**PAGE EXCERPT**:
"""

How to translate numbers

Victor Dewsbery has added a post in his blog Language Mystery going into great (and alas necessary) detail on millions, milliards, billions, trillions etc.

Translating numbers: 1. How much is a billion?

This history of the number systems has also created “false friends” for translators. A German “Billion” is not the same as an English “billion”. The words “Trillion” and “Quadrillion” are also misleading. And a German “Milliarde” is not a “milliard”.

This much I remember, and I am very grateful to Victor for setting it out so well. Take a look around for other topics while you’re there.

How to address a judge

Via Joshua Rozenberg’s newsletter – the free version – at A Lawyer Writes – nowadays most judges can be addressed as “Judge” rather than “Sir” or “Madam”. I suppose this avoids gender problems and wonder if that was the reason for the change (announced on December 1 2022).

You should still address lay magistrates as Sir or Madam. If you are not sure which is appropriate, try Your Worship. That also works as a collective: Your Worships. Many magistrates will tell you they have been addressed as Your Holiness by confused defendants or those hoping for a more benign sentence.

The diagram What do I call a judge? makes it no clearer. I love the surnames used – “District Judge Kherallah” or “First-tier Tribunal Judge Curry”.

 

In response to a comment unexpectedly received, here is a longer quote from Rozenberg’s newsletter (i.e. virtually the whole thing):

How do you address a judge in court? Top judges are addressed as My Lord or My Lady. Most circuit judges are addressed as Your Honour. I was taught to address any High court master as Master. And until yesterday some of the most junior judges in England and Wales were simply called Sir or Madam.

 

That’s all gone. From now onwards, any judge in one of the following categories is to be addressed simply as Judge:

  • Masters
  • Upper Tribunal Judges
  • Judges of the Employment Appeal Tribunal
  • District Judges
  • District Judges (Magistrates Courts)
  • First-Tier Tribunal Judges
  • Employment Judges

Why? According to the lord chief justice and the senior president of tribunals,

the move away from “Sir or Madam” involves modern and simple terminology, reflecting the important judicial role whilst maintaining the necessary degree of respect.

We also hope this change in language will assist litigants-in-person involved in court and tribunal proceedings.

 

And, I suppose, it will reduces the risk of misgendering judges.

Calling a judge “Judge” may sound a bit disrespectful. But it’s how you address them formally when they’re not sitting in open court.

"""

[Source data]
"""

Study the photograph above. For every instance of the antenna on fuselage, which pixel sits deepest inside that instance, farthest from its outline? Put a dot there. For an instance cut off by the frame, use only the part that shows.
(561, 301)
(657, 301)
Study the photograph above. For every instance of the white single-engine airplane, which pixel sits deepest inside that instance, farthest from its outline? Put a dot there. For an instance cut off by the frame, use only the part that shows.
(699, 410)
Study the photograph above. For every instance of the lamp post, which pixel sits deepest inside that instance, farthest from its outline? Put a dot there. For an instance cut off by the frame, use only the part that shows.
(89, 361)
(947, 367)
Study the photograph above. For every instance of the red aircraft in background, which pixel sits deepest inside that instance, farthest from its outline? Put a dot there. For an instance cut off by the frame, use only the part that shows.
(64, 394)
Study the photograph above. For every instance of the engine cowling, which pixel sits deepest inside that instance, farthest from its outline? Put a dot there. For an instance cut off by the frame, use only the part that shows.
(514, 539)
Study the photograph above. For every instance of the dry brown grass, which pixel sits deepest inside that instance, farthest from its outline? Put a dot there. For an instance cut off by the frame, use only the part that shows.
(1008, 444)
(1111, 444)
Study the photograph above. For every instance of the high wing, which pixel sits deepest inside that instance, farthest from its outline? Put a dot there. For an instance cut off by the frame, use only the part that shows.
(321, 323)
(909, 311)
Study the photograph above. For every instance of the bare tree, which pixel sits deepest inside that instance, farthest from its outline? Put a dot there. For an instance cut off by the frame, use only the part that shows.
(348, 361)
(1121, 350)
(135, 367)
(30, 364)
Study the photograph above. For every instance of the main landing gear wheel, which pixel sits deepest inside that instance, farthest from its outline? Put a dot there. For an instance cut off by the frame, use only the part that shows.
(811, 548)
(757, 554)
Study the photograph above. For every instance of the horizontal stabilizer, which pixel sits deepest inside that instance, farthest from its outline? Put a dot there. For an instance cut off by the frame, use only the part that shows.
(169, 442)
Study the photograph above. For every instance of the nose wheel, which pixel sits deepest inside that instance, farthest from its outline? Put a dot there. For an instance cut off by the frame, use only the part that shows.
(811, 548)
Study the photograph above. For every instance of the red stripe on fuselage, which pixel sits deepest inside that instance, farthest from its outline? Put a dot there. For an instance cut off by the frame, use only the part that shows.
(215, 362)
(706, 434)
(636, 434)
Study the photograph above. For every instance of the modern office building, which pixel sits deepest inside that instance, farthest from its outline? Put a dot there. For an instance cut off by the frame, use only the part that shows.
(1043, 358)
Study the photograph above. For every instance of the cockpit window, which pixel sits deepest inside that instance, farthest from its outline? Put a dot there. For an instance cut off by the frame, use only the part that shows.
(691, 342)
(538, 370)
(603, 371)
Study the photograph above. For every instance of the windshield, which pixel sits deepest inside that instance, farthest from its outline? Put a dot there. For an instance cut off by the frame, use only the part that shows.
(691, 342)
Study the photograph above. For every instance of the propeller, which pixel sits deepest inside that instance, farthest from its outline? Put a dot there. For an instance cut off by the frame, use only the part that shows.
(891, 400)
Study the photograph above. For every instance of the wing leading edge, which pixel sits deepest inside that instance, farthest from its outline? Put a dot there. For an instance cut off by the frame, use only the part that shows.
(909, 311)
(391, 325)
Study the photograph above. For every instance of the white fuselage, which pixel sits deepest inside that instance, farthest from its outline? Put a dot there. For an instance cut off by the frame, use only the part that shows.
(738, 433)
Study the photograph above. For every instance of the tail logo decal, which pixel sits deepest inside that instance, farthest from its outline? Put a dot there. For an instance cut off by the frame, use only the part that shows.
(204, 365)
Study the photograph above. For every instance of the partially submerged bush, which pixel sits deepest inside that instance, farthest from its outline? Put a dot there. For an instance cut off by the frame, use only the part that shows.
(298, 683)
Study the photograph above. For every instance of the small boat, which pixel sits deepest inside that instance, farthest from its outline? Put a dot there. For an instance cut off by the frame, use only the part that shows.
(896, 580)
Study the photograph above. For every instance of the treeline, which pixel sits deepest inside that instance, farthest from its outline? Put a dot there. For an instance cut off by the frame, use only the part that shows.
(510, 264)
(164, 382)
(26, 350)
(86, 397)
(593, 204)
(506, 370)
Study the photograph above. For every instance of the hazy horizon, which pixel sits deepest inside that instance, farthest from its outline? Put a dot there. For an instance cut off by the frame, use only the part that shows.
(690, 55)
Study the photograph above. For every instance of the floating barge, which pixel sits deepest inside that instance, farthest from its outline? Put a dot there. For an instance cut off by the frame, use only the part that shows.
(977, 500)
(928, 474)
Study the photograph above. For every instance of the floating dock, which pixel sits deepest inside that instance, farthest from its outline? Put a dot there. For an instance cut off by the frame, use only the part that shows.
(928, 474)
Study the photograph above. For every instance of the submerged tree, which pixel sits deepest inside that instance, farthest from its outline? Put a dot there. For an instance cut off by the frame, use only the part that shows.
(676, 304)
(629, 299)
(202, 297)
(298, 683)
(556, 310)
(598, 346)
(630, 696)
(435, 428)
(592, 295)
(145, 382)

"""

**THE TASKS**:
1/ Return the passage of the blog post above the source data from "In response to" up to and including "called Sir or Madam.", word for word.
2/ Answer these questions from the blog post above the source data:
(a) What does the post say a German "Milliarde" is not?
(b) Which form of address does the post suggest if you are unsure how to address lay magistrates?
(c) On what date was the change to addressing most judges as "Judge" announced?

**RESPONSES**:
1/
In response to a comment unexpectedly received, here is a longer quote from Rozenberg’s newsletter (i.e. virtually the whole thing):

How do you address a judge in court? Top judges are addressed as My Lord or My Lady. Most circuit judges are addressed as Your Honour. I was taught to address any High court master as Master. And until yesterday some of the most junior judges in England and Wales were simply called Sir or Madam.

2/
(a) A "milliard".
(b) Your Worship.
(c) December 1 2022.